**Extract provided**
[ 
https://issues.apache.org/jira/browse/HBASE-15213?page=com.atlassian.jira.plugin.system.issuetabpanels:comment-tabpanel&focusedCommentId=15385242#comment-15385242
 ] 

Allan Yang edited comment on HBASE-15213 at 7/20/16 3:12 AM:
-------------------------------------------------------------

After a little search, I found out that the thought of removing the WriteQueue 
is already raised by someone else, but soon denied. It seems that if all 
operations are synced by the WAL, then indeed we don't need a queue to ensure 
the monotone increasing of MVCC. But there are other operations which don't 
sync WAL. So we still need a queue to ensure that. Let me quote two comments in 
HBASE-8763
{quote}
Jeffrey Zhong added a comment - 03/Dec/13 08:00
Today I had some discussion with Enis Soztutar and Ted Yu on this topic and 
found it might be possible to handle the JIRA issue in a simpler way. Below are 
the steps:
1) Memstore insert using long.max as the initial write number
2) append no sync
3) sync
4) update WriteEntry's write number to the sequence number returned from Step 2
5) CompleteMemstoreInsert. In this step, make current read point to be >= the 
sequence number from Step 2. The reasoning behind this is that once we sync 
till the sequence number, all changes with small sequence numbers are already 
synced into WAL. Therefore, we should be able to bump up read number to the 
last sequence number synced.
Currently, we maintain an internal queue which might defer the read point bump 
up if transactions complete order is different than that of MVCC internal write 
queue.
By doing above, it's possible to remove the logics maintaining writeQueue so it 
means we can remove two locking and one queue loop in write code path. Sounds 
too good to be true . Let me try to write a quick patch and run it against unit 
tests to see if the idea could fly.
{quote}

{quote}
Jeffrey Zhong added a comment - 03/Dec/13 11:55
I tried a small patch. Since we support SKIP_WAL model, the MVCC.writeQueue is 
still needed to main the write order because there is no wal sync operation at 
all. Also there are quite a few test cases doesn't do appendNosync between 
mvcc.beginMemstoreInsert and mvcc.completeMemstoreInsert so they are needed to 
be adjusted. So far I didn't find block issues but still need to verify it 
thoroughly.
{quote}



was (Author: allan163):
After a little search, I found out that the thought of removing the WriteQueue 
is already raised by someone else, but soon denied. It seems that if all 
oprations are synced by the WAL, then indedd we don't need a queue to ensure 
the monotone increasing of MVCC. But there are other operations which don't 
sync WAL. So we still need a queue to ensure that. Let me quote two commnet in 
HBASE-8763
{quote}
Jeffrey Zhong added a comment - 03/Dec/13 08:00
Today I had some discussion with Enis Soztutar and Ted Yu on this topic and 
found it might be possible to handle the JIRA issue in a simpler way. Below are 
the steps:
1) Memstore insert using long.max as the initial write number
2) append no sync
3) sync
4) update WriteEntry's write number to the sequence number returned from Step 2
5) CompleteMemstoreInsert. In this step, make current read point to be >= the 
sequence number from Step 2. The reasoning behind this is that once we sync 
till the sequence number, all changes with small sequence numbers are already 
synced into WAL. Therefore, we should be able to bump up read number to the 
last sequence number synced.

**To-do list**
(a) Print everything from "Currently, we maintain" down to "idea could fly." in the HBASE-15213 comment.
(b) Decide whether each statement agrees with the HBASE-15213 comment, answering yes or no and quoting the deciding words. (i) Jeffrey Zhong discussed the simpler approach with Enis Soztutar and Ted Yu. (ii) In the listed steps, the memstore insert starts with the sequence number returned by the sync as its write number. (iii) Jeffrey Zhong's small patch showed that MVCC.writeQueue can be removed even under the SKIP_WAL model.

**Material shown**
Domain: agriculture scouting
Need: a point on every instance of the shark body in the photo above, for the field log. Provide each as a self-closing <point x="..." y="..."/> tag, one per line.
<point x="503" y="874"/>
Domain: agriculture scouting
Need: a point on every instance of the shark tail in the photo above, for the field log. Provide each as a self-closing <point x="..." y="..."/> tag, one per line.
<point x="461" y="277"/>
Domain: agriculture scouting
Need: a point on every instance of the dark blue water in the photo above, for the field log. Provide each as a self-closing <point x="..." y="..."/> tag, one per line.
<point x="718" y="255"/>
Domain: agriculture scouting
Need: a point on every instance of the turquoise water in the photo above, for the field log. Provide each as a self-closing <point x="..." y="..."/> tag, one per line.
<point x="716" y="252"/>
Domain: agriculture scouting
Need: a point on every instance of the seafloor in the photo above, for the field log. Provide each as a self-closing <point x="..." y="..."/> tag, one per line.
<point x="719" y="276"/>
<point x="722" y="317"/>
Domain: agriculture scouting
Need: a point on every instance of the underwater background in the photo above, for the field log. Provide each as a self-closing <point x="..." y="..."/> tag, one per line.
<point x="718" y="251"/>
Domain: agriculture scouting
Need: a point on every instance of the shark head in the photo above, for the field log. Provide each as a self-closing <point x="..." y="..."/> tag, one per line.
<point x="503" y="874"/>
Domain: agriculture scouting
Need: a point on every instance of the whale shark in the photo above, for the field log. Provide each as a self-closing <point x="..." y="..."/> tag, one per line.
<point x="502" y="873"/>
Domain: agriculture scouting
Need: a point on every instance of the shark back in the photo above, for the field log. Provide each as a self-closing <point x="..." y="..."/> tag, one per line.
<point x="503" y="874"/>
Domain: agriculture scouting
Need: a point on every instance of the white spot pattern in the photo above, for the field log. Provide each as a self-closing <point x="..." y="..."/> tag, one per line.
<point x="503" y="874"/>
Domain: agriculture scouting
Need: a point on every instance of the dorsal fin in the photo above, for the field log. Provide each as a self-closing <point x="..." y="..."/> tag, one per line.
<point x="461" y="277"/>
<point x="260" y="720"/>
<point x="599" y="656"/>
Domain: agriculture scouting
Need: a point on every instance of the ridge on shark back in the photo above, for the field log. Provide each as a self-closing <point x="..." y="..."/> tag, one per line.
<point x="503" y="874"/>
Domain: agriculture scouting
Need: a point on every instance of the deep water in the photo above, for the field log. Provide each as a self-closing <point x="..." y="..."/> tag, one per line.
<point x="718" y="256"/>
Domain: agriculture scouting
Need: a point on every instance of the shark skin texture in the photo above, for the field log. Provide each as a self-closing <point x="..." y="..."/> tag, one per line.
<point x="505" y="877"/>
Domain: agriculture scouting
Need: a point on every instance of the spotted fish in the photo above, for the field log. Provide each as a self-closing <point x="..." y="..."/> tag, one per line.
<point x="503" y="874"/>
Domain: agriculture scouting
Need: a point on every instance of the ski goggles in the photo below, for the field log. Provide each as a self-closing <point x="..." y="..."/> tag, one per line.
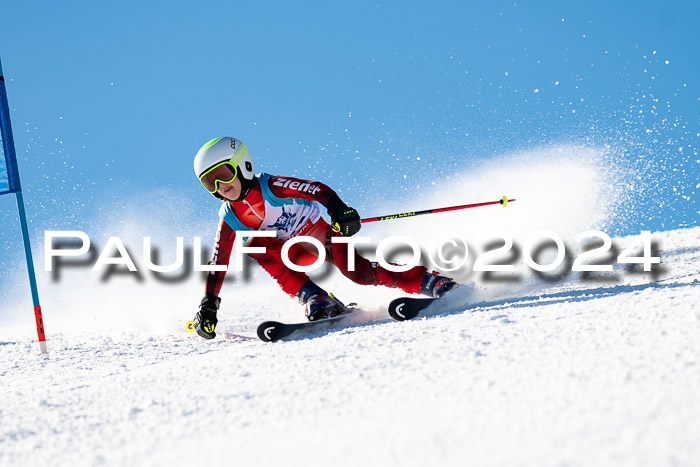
<point x="225" y="172"/>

**Solutions to each task**
(a)
Currently, we maintain an internal queue which might defer the read point bump 
up if transactions complete order is different than that of MVCC internal write 
queue.
By doing above, it's possible to remove the logics maintaining writeQueue so it 
means we can remove two locking and one queue loop in write code path. Sounds 
too good to be true . Let me try to write a quick patch and run it against unit 
tests to see if the idea could fly.

(b)
(i) Yes: "Today I had some discussion with Enis Soztutar and Ted Yu on this topic"
(ii) No: "Memstore insert using long.max as the initial write number"
(iii) No: "Since we support SKIP_WAL model, the MVCC.writeQueue is still needed to main the write order because there is no wal sync operation at all."